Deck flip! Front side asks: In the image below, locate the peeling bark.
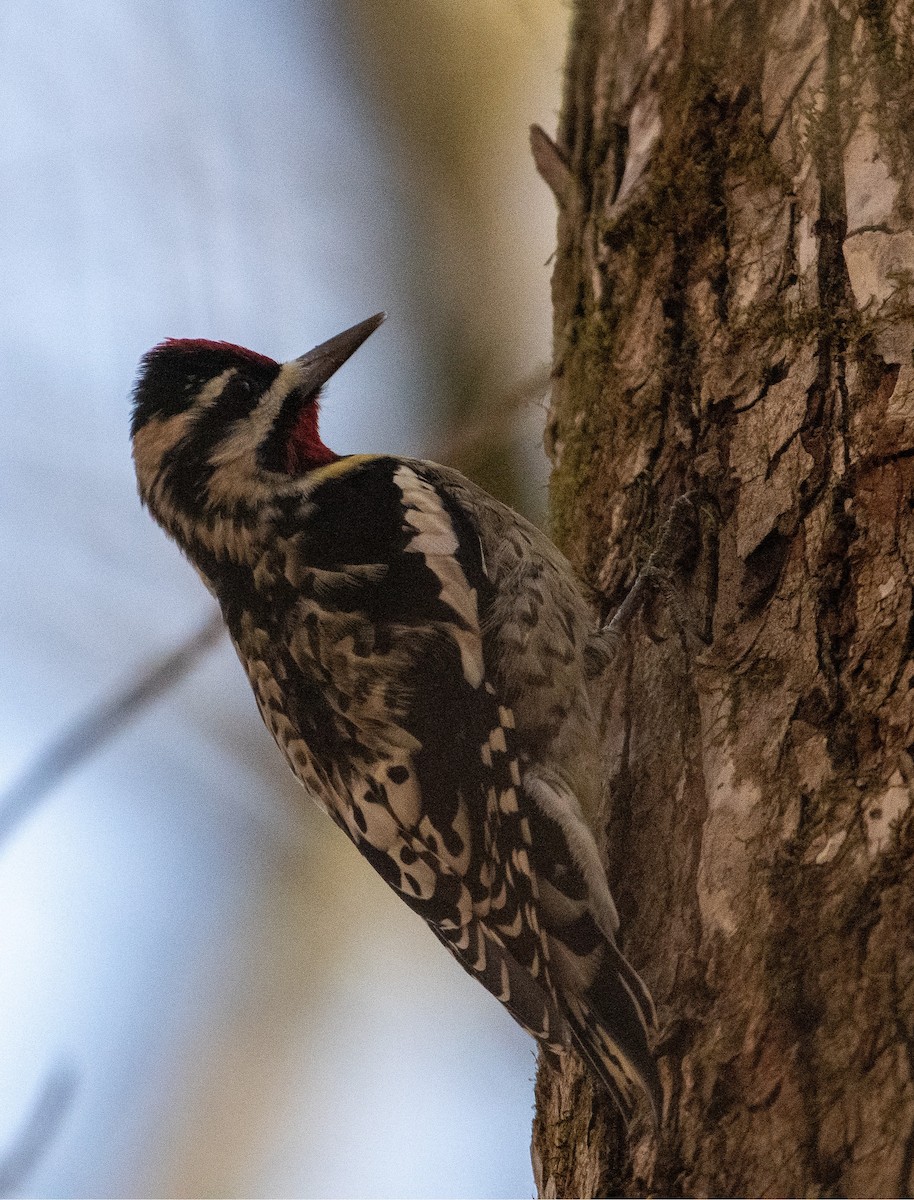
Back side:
[534,0,914,1196]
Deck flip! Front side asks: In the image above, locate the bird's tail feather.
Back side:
[563,944,663,1126]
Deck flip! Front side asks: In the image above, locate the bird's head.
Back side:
[131,313,384,540]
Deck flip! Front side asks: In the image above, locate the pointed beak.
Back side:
[295,312,385,395]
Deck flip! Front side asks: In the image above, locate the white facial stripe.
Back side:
[208,362,299,467]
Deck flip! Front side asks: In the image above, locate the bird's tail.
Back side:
[563,942,663,1127]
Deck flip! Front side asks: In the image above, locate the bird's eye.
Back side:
[218,374,259,418]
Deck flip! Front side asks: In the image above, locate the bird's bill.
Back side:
[295,312,385,392]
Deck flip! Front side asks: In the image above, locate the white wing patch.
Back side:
[393,466,485,688]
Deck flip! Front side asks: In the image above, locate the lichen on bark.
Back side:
[534,0,914,1195]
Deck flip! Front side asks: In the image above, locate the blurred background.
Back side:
[0,0,569,1196]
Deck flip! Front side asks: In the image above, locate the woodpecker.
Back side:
[132,313,661,1121]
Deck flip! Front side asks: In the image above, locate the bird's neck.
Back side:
[285,403,339,475]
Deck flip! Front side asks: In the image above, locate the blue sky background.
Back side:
[0,0,561,1196]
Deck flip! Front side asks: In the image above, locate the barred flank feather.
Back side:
[133,317,661,1117]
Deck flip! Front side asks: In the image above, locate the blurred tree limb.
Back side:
[0,612,226,846]
[0,1066,77,1196]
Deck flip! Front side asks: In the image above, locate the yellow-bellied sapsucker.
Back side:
[132,314,661,1116]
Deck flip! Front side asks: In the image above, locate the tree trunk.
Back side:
[534,0,914,1196]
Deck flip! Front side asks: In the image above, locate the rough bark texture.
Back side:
[534,0,914,1196]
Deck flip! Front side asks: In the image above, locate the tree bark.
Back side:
[534,0,914,1196]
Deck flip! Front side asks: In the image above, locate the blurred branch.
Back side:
[0,612,226,844]
[428,364,551,463]
[0,1066,77,1196]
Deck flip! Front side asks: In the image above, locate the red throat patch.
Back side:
[285,400,339,475]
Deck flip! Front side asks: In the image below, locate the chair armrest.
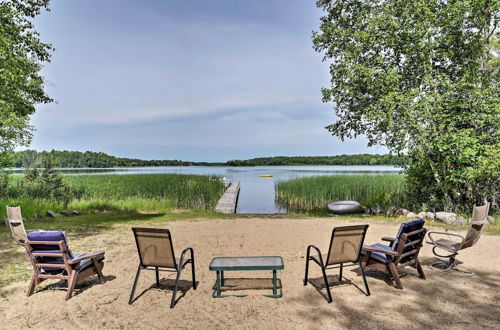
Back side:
[427,231,465,245]
[69,251,104,265]
[363,245,399,257]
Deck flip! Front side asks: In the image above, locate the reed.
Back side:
[276,174,404,212]
[0,174,225,218]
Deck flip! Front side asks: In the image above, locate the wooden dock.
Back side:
[215,183,240,214]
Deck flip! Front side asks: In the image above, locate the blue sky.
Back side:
[32,0,385,161]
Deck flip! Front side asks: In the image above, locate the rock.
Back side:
[371,206,385,215]
[328,201,365,214]
[394,209,410,217]
[455,216,467,226]
[385,206,398,217]
[417,211,427,219]
[47,210,57,218]
[436,212,467,226]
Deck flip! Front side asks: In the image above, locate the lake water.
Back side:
[34,166,400,214]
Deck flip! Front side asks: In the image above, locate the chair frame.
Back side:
[304,225,371,303]
[128,227,197,308]
[361,227,427,289]
[426,203,490,276]
[25,240,106,300]
[5,205,28,246]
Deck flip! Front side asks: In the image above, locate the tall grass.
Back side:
[276,174,404,212]
[0,174,225,217]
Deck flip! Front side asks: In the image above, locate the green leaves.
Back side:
[313,0,500,208]
[0,0,52,159]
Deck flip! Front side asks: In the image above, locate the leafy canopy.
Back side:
[313,0,500,209]
[0,0,52,160]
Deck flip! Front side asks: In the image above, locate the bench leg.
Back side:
[273,270,278,296]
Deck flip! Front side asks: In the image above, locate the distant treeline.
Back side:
[226,154,408,166]
[12,150,224,168]
[7,150,407,168]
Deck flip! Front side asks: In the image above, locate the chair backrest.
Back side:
[132,227,177,269]
[325,225,368,266]
[6,205,27,245]
[460,203,490,250]
[391,218,427,263]
[26,231,73,272]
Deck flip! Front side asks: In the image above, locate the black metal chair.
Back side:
[304,225,370,303]
[128,227,196,308]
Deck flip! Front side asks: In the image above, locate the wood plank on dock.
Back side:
[215,183,240,214]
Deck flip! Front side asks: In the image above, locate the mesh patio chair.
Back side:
[128,227,196,308]
[5,205,28,246]
[26,231,106,300]
[427,203,490,275]
[304,225,370,303]
[361,219,427,289]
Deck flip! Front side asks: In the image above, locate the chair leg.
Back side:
[304,250,309,285]
[170,268,182,308]
[415,258,425,280]
[128,265,141,305]
[92,258,106,284]
[320,265,333,303]
[387,262,403,289]
[359,264,371,296]
[191,255,196,290]
[27,274,38,297]
[66,269,77,300]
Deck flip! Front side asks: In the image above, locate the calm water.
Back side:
[16,166,400,214]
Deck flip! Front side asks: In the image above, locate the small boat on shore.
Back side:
[328,201,365,214]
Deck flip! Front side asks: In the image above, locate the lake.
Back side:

---+---

WHAT IS REQUIRED: Can you rescale the listing above, beginning at the line that has "locate the rock." and stopping after the line that has "[0,0,52,160]", by writing out every line in that stretch again, requests included, with each bounding-box coordinate in the answers multiplied by 2.55 and rounded to a whole number, halves rounding up? Give only those lines.

WORKED ANSWER:
Deck flip! Front side asks: In the image above, locate the rock.
Back side:
[946,525,982,548]
[836,513,931,546]
[1005,533,1046,553]
[1160,551,1191,576]
[982,525,1015,553]
[1063,538,1089,558]
[120,536,145,556]
[1112,541,1191,576]
Deck flip! Front side asks: In the image above, locate the lake water.
Back side:
[87,423,1020,546]
Deck flip! Front side asks: In the image above, locate the chair frame.
Back side:
[775,574,946,773]
[326,579,502,785]
[921,579,1089,737]
[1086,518,1250,704]
[64,612,270,765]
[13,523,71,627]
Deck flip! Front side asks: In the image above, locate the tall grass.
Back side:
[704,444,1030,541]
[0,444,574,553]
Deck flip! Front side asks: In the image above, locate the green leaves.
Back side:
[798,0,1275,530]
[0,0,133,405]
Deck flip! Front side asks: In the image above, locate the leafy canopy.
Back side:
[798,0,1275,533]
[0,0,133,408]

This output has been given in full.